▶ **How to complete this task**:
Look through the records below and state how many lines carry the string "segment", adding nothing.

▶ **Data records**:
=== Begin Enclosure ===

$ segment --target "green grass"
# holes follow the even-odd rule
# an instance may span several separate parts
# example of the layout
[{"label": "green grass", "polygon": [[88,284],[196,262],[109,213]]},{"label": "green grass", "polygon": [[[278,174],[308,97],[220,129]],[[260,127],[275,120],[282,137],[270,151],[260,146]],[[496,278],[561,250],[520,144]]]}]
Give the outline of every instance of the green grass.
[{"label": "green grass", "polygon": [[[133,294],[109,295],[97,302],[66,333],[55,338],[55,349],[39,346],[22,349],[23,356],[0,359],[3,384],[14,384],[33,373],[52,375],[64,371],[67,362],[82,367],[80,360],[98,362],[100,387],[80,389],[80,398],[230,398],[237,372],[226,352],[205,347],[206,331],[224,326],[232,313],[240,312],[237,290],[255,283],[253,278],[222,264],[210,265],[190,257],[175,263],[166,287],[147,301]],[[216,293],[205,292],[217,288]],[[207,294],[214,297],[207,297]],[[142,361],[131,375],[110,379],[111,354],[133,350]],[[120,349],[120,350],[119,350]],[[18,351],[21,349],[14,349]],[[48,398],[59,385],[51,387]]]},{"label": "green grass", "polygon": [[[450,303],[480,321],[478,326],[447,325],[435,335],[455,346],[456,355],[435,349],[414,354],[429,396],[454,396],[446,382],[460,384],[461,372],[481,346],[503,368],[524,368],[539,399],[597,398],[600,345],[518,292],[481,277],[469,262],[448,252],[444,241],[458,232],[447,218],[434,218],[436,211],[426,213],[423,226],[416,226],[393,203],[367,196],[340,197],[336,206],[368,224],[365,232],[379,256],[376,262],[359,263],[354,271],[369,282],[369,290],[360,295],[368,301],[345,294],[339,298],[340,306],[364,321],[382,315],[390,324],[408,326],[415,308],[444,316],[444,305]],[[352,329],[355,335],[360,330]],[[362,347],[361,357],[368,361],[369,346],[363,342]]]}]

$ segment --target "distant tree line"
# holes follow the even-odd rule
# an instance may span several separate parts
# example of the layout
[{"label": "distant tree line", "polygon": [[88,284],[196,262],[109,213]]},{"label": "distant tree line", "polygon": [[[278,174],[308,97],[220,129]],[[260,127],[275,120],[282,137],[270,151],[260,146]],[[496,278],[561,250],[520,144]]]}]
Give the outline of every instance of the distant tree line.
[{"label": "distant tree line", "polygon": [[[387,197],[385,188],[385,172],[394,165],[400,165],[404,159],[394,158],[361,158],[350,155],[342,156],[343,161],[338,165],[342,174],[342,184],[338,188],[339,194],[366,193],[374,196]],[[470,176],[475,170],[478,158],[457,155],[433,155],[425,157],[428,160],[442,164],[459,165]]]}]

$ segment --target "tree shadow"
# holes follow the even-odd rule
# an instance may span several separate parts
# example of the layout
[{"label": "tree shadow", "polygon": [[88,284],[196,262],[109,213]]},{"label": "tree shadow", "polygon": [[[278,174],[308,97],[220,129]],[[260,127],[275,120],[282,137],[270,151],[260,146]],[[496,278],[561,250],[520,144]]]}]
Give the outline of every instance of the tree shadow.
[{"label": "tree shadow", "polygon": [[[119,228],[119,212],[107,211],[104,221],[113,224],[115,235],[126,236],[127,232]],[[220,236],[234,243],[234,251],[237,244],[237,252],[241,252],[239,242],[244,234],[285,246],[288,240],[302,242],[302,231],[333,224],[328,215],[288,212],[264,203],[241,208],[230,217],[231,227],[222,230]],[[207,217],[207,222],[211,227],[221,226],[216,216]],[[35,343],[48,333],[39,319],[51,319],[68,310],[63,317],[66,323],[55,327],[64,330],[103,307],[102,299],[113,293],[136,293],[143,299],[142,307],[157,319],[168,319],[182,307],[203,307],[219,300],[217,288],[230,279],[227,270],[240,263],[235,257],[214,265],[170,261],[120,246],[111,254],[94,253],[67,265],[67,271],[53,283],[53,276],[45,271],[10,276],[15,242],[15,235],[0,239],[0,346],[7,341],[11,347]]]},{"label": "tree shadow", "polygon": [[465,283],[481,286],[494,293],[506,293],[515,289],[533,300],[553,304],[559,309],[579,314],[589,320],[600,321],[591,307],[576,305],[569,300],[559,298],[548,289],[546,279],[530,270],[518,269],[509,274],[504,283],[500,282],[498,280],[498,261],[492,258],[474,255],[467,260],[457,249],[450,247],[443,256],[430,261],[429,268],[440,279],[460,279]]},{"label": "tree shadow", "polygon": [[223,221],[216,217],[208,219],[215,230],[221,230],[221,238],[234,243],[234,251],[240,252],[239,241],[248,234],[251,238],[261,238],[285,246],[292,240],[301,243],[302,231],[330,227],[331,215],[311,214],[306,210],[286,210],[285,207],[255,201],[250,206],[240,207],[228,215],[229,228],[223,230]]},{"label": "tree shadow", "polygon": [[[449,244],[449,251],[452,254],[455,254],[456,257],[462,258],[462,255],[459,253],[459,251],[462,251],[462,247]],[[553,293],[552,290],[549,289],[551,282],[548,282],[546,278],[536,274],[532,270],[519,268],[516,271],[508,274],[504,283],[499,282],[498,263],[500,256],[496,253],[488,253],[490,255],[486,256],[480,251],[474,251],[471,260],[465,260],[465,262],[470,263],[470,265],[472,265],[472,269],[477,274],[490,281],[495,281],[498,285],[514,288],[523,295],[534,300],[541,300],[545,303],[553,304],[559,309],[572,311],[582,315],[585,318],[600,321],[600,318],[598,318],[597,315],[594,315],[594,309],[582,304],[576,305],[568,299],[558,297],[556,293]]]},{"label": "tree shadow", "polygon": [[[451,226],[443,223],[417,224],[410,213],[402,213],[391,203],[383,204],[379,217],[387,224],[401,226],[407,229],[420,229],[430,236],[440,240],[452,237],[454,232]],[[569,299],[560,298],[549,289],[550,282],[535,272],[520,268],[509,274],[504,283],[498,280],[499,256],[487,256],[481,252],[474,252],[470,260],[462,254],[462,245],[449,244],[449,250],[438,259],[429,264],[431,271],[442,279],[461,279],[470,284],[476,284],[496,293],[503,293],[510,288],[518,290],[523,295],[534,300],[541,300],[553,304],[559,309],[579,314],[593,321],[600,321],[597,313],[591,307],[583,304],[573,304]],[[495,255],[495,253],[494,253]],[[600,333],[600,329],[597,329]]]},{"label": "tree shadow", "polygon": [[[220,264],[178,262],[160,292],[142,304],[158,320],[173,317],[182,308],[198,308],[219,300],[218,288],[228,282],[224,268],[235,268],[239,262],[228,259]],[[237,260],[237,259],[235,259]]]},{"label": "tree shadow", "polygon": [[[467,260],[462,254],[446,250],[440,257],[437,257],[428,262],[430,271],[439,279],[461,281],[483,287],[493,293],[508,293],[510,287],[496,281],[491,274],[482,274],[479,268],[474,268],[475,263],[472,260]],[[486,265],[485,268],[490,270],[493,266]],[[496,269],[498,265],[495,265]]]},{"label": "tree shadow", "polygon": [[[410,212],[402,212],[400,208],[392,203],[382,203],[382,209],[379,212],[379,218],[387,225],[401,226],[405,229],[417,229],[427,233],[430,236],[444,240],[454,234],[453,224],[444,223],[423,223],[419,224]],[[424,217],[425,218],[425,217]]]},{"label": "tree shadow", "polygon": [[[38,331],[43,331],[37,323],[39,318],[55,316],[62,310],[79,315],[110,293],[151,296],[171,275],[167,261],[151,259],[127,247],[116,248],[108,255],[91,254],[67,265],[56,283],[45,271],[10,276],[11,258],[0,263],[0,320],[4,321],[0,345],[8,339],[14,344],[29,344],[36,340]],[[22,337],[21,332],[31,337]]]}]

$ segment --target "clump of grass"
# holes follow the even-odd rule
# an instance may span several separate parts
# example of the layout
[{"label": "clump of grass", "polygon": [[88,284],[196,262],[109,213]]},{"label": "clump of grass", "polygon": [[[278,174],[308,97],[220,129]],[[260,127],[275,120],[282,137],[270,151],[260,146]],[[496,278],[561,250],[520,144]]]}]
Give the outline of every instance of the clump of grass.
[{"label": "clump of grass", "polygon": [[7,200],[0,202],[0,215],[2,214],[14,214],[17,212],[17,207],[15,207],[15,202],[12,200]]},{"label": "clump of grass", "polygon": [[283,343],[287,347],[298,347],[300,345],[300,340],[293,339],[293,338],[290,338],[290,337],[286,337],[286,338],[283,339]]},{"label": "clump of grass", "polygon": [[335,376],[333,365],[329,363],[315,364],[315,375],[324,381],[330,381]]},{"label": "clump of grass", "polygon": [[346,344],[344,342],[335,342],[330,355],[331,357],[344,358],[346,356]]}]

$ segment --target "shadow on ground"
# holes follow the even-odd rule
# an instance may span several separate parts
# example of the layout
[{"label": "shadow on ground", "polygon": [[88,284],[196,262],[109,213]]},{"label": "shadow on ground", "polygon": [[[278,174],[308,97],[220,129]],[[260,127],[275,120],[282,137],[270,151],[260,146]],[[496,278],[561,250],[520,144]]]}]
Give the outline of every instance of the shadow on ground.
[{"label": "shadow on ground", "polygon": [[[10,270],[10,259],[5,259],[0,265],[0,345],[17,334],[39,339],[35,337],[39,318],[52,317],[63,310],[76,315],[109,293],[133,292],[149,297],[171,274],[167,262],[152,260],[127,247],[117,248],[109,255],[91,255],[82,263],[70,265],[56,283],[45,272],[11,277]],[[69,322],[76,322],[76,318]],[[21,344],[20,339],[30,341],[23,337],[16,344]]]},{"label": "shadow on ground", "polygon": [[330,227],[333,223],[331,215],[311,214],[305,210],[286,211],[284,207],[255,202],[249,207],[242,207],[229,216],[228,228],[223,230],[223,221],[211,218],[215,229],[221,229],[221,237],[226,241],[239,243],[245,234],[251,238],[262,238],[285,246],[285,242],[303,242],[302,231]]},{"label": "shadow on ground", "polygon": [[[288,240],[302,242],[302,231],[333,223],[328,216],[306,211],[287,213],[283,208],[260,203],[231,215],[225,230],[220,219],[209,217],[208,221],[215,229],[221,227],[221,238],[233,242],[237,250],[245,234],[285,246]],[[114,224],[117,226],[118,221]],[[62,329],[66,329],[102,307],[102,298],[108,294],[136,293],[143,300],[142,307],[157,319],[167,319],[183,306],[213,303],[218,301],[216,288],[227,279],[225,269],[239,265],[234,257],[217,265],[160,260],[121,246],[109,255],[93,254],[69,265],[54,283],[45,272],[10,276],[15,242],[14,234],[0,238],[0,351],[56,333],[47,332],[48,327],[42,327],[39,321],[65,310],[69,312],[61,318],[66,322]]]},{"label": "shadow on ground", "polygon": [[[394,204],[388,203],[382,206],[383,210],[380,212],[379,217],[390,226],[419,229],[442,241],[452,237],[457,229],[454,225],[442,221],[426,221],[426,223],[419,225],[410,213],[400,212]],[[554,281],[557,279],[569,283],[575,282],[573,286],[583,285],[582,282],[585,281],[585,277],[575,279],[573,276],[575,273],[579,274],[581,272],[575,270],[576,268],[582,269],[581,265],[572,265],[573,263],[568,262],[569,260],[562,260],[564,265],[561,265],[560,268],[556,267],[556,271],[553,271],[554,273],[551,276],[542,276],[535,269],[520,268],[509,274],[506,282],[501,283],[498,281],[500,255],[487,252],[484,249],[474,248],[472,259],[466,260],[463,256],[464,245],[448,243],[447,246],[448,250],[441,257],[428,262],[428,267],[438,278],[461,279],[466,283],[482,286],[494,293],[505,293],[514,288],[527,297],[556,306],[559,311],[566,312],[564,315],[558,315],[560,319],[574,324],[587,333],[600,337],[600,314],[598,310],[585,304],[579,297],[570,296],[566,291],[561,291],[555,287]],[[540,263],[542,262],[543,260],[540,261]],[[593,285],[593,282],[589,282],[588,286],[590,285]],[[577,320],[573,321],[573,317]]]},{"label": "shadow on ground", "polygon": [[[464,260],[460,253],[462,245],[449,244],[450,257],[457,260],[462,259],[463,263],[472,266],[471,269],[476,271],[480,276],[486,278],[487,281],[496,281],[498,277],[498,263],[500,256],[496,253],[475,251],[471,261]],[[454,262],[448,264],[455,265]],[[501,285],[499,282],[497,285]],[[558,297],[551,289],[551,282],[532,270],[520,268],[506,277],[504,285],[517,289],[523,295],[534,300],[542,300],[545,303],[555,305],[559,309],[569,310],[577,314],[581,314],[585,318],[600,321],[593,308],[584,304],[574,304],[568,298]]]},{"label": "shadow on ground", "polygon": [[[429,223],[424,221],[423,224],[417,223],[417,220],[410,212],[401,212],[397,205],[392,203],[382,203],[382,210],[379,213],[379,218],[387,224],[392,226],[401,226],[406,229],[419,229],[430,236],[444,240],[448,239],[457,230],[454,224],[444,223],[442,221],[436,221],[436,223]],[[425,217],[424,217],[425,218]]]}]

=== End Enclosure ===

▶ **Written response**:
5